>> BEGIN READING TEXT

A new way of doing business. In the land where Arabica coffee has been cultivated indigenously for longer than anywhere in the world, the very large majority of the finest Ethiopian coffees is produced by very small farmers, mostly unaware of the market premium their coffees deserve. Because these farmers lack the means and knowledge to directly access the international market, they are not likely to gain from the value potential of their coffee, and thus transform their livelihoods and sustainably grow out of poverty. At the same time, as the specialty coffee segment grows rapidly, more discerning consumers increasingly demand not only quality in the cup, but traceability of the coffee to the grower, to the geographic origin, or to the environmental or socio-economic attributes that the coffee may possess. The Ethiopia Commodity Exchange (ECX), established in 2008 to bring order, efficiency, transparency, and integrity to Ethiopia’s agricultural markets, is proud to announce an innovative approach to closing the real gap between producers of very special coffees and buyers interested in tracing these coffees to their origin: Direct Specialty Trade (DST). DST combines the advantages of the organized marketplace with full traceability to the producer and geographic origin and any attributes or certifications that raise the market value. DST guarantees that the producer receives 85% of the FOB sale price.

>> END READING TEXT

▶ GIVEN TASK A: In the text on Ethiopian coffee, what share of the FOB sale price does Direct Specialty Trade guarantee to the producer?
▶ GIVEN TASK B: Show every line of the listing that contains the string "person", with case counting.

>> BEGIN RECORDS

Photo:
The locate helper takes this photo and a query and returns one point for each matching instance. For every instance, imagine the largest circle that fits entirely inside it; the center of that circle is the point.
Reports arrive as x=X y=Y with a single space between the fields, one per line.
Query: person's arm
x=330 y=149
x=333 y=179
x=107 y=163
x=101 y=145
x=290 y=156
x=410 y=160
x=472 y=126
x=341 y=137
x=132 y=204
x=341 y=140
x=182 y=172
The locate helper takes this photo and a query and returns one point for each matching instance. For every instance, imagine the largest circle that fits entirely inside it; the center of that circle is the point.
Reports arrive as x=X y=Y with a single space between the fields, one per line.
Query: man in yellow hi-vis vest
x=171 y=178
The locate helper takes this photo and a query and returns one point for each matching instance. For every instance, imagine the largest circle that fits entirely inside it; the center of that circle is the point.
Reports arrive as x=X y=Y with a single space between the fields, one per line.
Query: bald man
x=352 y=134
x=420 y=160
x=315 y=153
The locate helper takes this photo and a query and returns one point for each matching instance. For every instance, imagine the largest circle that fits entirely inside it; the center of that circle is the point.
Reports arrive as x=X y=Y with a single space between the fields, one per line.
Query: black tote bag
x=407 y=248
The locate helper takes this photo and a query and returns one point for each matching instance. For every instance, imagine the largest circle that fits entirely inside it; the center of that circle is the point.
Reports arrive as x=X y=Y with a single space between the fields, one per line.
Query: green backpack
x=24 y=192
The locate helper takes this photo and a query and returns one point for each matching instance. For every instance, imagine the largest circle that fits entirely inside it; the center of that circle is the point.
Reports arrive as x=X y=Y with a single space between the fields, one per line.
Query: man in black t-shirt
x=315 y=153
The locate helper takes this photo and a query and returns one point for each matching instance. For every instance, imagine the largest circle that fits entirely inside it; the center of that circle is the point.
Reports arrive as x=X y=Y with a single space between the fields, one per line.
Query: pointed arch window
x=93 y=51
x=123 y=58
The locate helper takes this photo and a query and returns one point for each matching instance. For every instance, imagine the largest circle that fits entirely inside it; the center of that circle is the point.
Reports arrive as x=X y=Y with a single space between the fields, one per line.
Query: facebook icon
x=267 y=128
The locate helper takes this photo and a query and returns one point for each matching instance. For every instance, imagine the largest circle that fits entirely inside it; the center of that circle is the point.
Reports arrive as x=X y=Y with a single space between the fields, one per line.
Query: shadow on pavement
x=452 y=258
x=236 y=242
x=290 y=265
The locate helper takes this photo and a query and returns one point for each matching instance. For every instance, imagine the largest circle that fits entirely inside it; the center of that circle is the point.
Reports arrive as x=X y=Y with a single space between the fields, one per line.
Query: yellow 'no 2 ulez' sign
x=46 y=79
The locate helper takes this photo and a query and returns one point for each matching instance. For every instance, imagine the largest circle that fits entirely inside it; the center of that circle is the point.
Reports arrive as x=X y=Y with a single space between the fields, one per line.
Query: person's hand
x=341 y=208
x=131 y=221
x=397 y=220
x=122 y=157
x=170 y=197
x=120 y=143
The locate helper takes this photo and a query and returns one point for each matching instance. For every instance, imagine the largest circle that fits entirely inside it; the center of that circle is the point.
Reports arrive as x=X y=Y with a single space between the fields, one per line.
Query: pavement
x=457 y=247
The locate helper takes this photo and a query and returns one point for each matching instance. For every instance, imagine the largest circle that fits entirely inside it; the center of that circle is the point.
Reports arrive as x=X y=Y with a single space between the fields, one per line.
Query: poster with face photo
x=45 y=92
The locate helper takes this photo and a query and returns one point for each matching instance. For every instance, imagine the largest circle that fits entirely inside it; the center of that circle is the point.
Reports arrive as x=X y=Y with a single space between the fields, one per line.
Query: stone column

>> END RECORDS

▶ TASK RESPONSE A: The producer receives 85% of the FOB sale price.

▶ TASK RESPONSE B:
Query: person's arm
Query: person's hand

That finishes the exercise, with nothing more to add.